*Required tasks*
**1)** In the article below on integrated respiratory palliative care, which hospital developed the outpatient and in-home care service?
**2)** From the palliative care article below, repeat the passage that runs from "Integrated respiratory palliative" up to and including "and lower-cost management.", word for word.

-- Reading text follows --

Integrated respiratory palliative care service works well for patients with advanced lung disease

An Australian model of care that provides palliative and respiratory specialist services for people living with advanced lung disease has achieved a reduction in acute hospitalisation rates and lower-cost management.

Melbourne’s St Vincent’s Hospital has developed an integrated specialist physician outpatient and in-home care service, overcoming the significant barriers for attendance for this cohort of patients.

In a study published in Australian Health Review, the three-year pilot of home visits or outpatient clinic services reported overall cost savings compared to standard care.

“This study builds the evidence base for the benefits of integrated respiratory and palliative care for patients with advanced lung disease,” the researchers said.

“Providing integrated palliative care within respiratory clinics can help overcome some barriers to palliative care referral, as palliative care concepts such as symptom management and advance care planning (ACP), are discussed alongside routine disease-orientated care.”

Lead author Dr Julie McDonald, who is both a respiratory and palliative care specialist, said while this model was specifically for patients with advanced lung disease, integrated palliative care and chronic disease care could provide effective and cost-effective support.

“The main thing that is consistent between all the models is providing those three core components of integrated palliative care, symptom control focus, advanced care planning focus, and also that disease-orientated care focus,” she told the limbic. “If you just had palliative care, perhaps palliative care wouldn’t perhaps quite know what to do with some aspects of the disease, such as inhaler changes or action plans.

-- Reading text concluded --
-- Information provided follows --

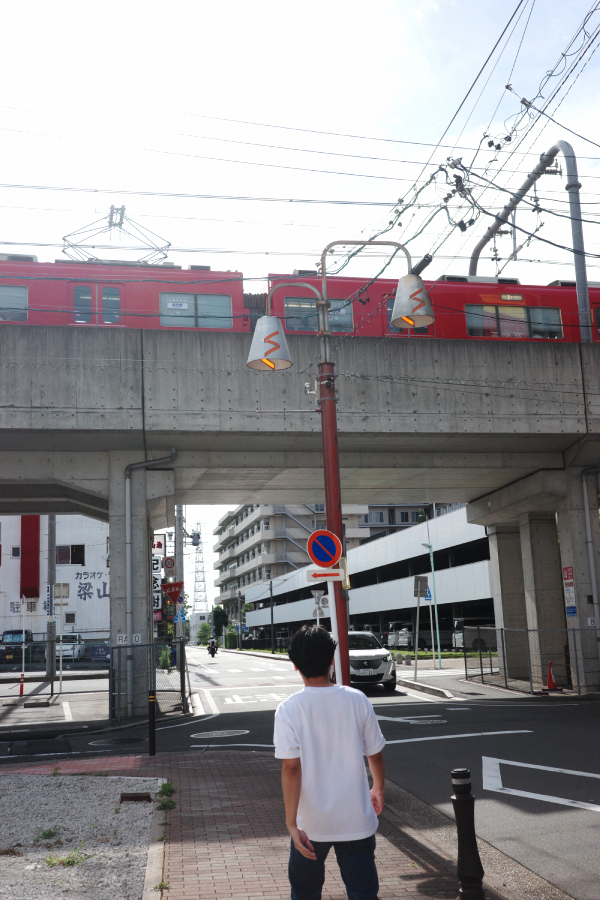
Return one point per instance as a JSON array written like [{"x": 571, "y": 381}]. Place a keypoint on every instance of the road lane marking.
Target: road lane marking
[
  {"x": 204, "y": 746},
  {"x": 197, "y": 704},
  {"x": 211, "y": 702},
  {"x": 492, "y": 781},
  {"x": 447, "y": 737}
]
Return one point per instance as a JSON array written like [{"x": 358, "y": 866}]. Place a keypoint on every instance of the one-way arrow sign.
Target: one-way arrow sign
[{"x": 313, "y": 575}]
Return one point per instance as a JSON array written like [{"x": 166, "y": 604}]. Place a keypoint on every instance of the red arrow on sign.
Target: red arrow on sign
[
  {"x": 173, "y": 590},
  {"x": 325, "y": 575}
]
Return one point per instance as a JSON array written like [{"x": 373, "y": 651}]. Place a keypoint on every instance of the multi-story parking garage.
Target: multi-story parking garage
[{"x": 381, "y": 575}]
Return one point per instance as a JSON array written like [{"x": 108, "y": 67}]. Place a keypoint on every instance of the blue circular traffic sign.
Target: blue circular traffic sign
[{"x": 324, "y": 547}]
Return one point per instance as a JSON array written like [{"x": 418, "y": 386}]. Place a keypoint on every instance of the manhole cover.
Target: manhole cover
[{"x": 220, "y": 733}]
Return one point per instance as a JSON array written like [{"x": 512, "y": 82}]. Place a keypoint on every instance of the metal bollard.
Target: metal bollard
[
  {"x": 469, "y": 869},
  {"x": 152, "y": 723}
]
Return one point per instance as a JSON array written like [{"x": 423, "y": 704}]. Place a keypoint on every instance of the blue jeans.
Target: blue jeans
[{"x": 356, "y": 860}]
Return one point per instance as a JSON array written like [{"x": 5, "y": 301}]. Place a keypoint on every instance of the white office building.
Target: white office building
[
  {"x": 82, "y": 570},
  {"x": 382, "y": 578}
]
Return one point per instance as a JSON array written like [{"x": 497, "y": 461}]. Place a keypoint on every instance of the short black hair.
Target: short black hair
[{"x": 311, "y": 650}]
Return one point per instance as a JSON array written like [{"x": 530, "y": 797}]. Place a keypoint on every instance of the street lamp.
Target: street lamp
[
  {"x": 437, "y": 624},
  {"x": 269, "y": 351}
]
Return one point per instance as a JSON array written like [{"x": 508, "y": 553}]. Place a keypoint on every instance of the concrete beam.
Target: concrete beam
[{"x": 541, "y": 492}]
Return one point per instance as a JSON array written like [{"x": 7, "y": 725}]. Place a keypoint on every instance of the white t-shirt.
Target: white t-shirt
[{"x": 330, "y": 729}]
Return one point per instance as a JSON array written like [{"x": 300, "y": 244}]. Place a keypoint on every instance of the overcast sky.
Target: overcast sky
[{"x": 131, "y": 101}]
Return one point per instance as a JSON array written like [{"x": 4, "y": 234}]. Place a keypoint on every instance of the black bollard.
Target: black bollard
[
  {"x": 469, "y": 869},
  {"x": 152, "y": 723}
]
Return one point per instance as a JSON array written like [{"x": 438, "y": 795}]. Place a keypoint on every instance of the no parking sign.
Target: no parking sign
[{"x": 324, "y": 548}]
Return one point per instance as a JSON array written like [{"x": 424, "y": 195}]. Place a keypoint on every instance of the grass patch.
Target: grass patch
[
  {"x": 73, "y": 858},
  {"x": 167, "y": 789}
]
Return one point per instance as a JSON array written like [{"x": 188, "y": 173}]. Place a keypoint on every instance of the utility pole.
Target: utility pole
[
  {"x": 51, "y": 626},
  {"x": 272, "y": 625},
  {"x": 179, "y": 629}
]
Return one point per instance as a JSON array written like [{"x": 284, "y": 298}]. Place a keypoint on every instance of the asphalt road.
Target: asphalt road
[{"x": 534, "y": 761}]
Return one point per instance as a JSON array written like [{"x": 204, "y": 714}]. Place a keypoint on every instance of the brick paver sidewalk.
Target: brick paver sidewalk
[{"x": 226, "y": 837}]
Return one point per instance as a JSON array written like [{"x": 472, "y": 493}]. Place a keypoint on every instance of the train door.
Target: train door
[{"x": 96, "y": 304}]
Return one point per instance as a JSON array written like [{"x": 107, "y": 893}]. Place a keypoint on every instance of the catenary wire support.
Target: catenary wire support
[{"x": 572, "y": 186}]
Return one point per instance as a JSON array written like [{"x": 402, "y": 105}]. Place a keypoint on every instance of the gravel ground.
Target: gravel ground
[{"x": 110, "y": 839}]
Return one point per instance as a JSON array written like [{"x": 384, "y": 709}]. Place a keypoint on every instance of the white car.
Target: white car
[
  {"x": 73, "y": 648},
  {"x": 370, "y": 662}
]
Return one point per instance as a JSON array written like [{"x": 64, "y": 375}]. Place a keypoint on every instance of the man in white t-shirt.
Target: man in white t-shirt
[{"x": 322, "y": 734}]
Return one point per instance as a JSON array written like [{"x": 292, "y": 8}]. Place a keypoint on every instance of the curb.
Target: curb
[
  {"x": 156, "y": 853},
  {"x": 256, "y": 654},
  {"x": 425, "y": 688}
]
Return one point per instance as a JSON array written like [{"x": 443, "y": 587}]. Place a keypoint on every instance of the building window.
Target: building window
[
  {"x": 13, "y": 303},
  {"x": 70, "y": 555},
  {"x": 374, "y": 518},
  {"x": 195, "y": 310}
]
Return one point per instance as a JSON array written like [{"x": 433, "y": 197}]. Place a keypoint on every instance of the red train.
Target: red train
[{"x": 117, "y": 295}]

-- Information provided concluded --
-- Information provided follows --

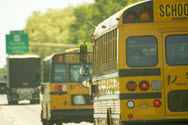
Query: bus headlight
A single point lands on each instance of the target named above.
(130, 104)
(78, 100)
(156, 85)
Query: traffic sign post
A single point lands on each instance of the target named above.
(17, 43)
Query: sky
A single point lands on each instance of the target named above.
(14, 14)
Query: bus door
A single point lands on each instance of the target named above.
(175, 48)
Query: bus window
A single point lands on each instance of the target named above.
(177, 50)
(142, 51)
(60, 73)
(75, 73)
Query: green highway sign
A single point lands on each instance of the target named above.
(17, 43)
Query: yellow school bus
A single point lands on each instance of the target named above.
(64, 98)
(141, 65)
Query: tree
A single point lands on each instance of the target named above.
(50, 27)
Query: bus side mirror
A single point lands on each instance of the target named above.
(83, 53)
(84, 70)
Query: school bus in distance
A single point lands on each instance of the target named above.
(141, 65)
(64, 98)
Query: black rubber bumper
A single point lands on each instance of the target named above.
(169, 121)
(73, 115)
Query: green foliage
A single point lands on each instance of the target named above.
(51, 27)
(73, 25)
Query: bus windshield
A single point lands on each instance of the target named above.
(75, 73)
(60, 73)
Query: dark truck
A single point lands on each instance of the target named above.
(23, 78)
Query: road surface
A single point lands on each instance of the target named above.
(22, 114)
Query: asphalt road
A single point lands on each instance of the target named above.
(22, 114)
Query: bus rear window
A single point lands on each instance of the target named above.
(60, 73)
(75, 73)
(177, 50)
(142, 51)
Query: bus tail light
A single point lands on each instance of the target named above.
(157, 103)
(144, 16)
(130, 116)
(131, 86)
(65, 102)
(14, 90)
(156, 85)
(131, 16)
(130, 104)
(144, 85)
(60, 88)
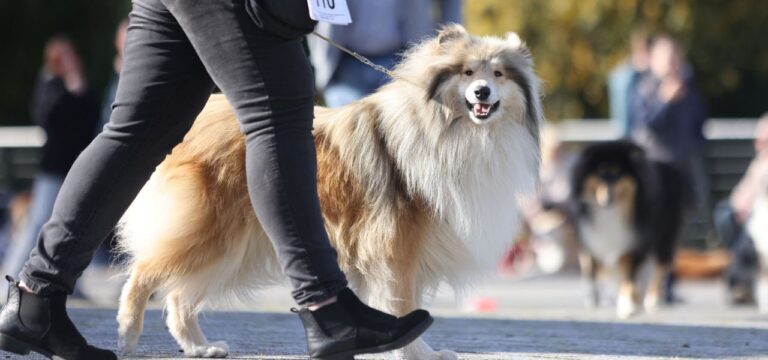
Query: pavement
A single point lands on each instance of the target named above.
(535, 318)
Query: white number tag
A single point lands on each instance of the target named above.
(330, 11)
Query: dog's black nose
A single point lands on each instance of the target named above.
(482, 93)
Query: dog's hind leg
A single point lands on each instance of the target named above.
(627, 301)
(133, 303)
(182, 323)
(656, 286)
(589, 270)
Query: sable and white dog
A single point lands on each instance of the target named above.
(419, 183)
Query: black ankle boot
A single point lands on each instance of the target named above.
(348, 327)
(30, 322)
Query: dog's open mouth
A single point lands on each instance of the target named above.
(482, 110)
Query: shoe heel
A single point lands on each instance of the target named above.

-- Information provided concluded --
-- Information provided follows --

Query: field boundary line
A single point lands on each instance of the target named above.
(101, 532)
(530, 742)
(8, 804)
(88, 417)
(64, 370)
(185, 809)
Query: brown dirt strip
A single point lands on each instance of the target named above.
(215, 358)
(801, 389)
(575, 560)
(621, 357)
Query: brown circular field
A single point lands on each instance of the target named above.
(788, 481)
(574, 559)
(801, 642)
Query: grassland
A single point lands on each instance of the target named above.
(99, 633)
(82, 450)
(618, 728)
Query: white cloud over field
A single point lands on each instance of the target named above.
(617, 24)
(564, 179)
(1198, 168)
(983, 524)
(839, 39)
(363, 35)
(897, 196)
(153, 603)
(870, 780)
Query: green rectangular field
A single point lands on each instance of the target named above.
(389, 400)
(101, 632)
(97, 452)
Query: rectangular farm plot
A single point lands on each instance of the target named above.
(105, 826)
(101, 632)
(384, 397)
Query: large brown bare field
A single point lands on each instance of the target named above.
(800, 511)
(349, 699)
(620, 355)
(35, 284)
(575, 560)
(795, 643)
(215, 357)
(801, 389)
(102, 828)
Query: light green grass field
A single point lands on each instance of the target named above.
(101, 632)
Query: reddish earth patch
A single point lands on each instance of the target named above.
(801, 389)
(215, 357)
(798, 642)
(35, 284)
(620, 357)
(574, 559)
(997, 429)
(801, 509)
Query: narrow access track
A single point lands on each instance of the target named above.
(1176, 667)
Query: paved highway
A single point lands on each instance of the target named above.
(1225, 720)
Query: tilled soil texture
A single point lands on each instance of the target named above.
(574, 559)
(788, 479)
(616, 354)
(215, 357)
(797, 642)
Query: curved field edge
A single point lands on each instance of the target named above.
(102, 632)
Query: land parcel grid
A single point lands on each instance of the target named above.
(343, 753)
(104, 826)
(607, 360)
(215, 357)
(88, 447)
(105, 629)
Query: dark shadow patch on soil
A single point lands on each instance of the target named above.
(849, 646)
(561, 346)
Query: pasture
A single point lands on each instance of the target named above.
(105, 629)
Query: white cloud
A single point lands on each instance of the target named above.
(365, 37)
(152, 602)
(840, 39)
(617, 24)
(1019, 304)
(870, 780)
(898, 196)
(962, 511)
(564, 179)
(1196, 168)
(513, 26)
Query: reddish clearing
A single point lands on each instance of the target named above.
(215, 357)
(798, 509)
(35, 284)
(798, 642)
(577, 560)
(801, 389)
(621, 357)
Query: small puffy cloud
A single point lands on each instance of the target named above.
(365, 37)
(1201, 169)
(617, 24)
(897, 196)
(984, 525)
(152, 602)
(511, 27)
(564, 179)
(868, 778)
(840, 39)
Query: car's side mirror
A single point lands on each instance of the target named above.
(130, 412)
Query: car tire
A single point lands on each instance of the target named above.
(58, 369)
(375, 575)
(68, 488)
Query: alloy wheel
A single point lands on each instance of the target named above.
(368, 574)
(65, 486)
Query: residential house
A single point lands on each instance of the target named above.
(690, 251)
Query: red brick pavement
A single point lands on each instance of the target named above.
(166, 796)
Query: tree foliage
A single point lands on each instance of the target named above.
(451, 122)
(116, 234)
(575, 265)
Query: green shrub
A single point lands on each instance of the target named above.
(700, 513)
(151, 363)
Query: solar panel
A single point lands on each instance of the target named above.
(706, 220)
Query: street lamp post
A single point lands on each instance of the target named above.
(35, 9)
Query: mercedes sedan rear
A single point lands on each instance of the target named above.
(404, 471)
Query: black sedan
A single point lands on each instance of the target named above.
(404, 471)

-- Information provided concluded --

*Per-task outputs*
**1)** Melbourne's St Vincent's Hospital.

**2)**
Integrated respiratory palliative care service works well for patients with advanced lung disease

An Australian model of care that provides palliative and respiratory specialist services for people living with advanced lung disease has achieved a reduction in acute hospitalisation rates and lower-cost management.